#### Exercise goal:
Update the lines from the line with "Can you find the player" to the line with "point(849, 567)", replacing "sock" with "shoe" and changing nothing else. Give back only those lines.

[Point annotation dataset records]
begin

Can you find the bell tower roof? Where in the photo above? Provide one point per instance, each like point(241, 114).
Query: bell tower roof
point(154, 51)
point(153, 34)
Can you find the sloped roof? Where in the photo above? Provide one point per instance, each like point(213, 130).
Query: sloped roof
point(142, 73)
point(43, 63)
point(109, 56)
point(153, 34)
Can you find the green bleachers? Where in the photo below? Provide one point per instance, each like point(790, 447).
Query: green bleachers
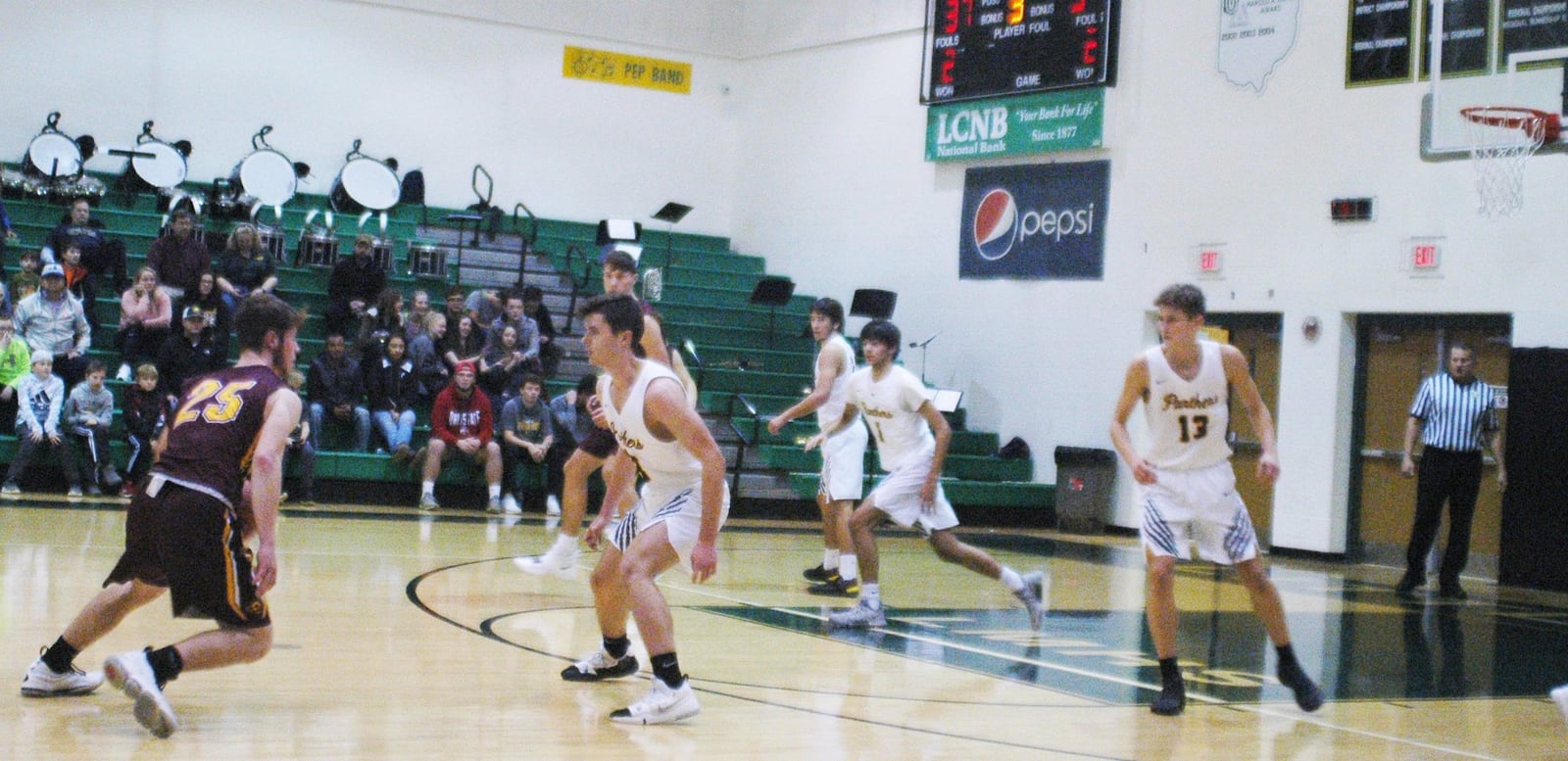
point(749, 351)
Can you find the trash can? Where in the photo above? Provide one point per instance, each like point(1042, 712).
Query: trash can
point(1084, 484)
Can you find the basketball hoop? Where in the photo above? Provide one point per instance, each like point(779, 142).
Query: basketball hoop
point(1501, 141)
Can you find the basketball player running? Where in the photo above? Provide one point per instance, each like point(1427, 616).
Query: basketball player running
point(1189, 488)
point(185, 526)
point(911, 441)
point(682, 506)
point(843, 456)
point(561, 559)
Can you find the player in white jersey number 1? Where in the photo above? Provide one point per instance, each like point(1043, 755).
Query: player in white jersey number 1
point(911, 441)
point(1188, 484)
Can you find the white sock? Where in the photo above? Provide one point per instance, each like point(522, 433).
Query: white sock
point(564, 546)
point(1011, 580)
point(849, 567)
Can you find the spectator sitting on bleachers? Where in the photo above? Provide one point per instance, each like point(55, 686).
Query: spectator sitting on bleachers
point(336, 386)
point(525, 434)
point(527, 331)
point(463, 342)
point(462, 423)
point(16, 360)
point(392, 389)
point(535, 309)
point(146, 413)
point(353, 287)
point(428, 365)
point(41, 397)
point(52, 321)
point(179, 257)
point(24, 282)
point(188, 355)
point(101, 254)
point(209, 300)
point(485, 306)
point(245, 266)
point(380, 321)
point(90, 410)
point(502, 368)
point(302, 449)
point(571, 421)
point(78, 282)
point(417, 310)
point(145, 316)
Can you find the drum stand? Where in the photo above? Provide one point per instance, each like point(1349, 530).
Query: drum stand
point(463, 219)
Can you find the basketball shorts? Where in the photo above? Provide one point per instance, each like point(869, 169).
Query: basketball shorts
point(190, 542)
point(1199, 507)
point(844, 464)
point(899, 496)
point(681, 514)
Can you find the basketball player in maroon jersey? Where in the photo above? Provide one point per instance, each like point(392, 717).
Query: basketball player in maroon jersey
point(217, 483)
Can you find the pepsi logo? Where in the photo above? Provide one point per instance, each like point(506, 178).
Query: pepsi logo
point(996, 224)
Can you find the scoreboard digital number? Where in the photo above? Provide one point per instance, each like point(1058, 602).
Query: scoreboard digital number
point(1005, 47)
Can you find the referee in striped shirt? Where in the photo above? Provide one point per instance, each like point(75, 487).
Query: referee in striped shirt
point(1454, 415)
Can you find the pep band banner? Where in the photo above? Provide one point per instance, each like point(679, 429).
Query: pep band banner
point(1035, 222)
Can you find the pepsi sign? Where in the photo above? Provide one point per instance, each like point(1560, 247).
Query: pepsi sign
point(1035, 222)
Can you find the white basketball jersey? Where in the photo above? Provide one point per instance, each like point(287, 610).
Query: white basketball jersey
point(666, 464)
point(1188, 418)
point(891, 410)
point(833, 409)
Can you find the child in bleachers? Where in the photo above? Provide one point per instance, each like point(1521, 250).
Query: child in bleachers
point(90, 410)
point(146, 415)
point(41, 394)
point(527, 434)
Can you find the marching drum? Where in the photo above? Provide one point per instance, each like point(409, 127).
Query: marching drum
point(165, 167)
point(427, 261)
point(267, 175)
point(366, 183)
point(318, 248)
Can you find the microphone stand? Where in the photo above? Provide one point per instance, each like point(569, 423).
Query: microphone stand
point(922, 345)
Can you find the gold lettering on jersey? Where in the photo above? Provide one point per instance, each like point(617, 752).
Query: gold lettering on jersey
point(1192, 403)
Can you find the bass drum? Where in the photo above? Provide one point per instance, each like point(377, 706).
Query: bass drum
point(54, 154)
point(165, 166)
point(267, 175)
point(365, 183)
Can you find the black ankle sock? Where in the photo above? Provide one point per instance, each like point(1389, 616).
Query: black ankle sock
point(167, 664)
point(616, 645)
point(60, 655)
point(666, 669)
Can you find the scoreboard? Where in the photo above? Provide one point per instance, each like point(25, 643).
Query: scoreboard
point(1005, 47)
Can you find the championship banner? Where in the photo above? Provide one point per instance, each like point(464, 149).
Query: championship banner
point(631, 71)
point(1015, 125)
point(1035, 222)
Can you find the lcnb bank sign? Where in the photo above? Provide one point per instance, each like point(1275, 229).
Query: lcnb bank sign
point(1016, 125)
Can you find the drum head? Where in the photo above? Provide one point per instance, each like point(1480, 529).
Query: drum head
point(55, 151)
point(269, 177)
point(370, 182)
point(167, 166)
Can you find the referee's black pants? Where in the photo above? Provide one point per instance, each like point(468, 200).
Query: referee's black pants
point(1454, 476)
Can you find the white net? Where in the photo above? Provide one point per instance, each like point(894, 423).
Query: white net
point(1502, 141)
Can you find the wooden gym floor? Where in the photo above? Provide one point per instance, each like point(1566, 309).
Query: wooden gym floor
point(413, 636)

end

#### Written answer:
Can you find the player in white jersey number 1? Where in the photo above? Provide one point per instance, each like point(1043, 755).
Query: player in white jersey number 1
point(911, 441)
point(1188, 484)
Can you find the white shoe? Where in the photo above? Provide one point per instance, each like point(522, 433).
Query: white shoe
point(564, 546)
point(1011, 580)
point(849, 567)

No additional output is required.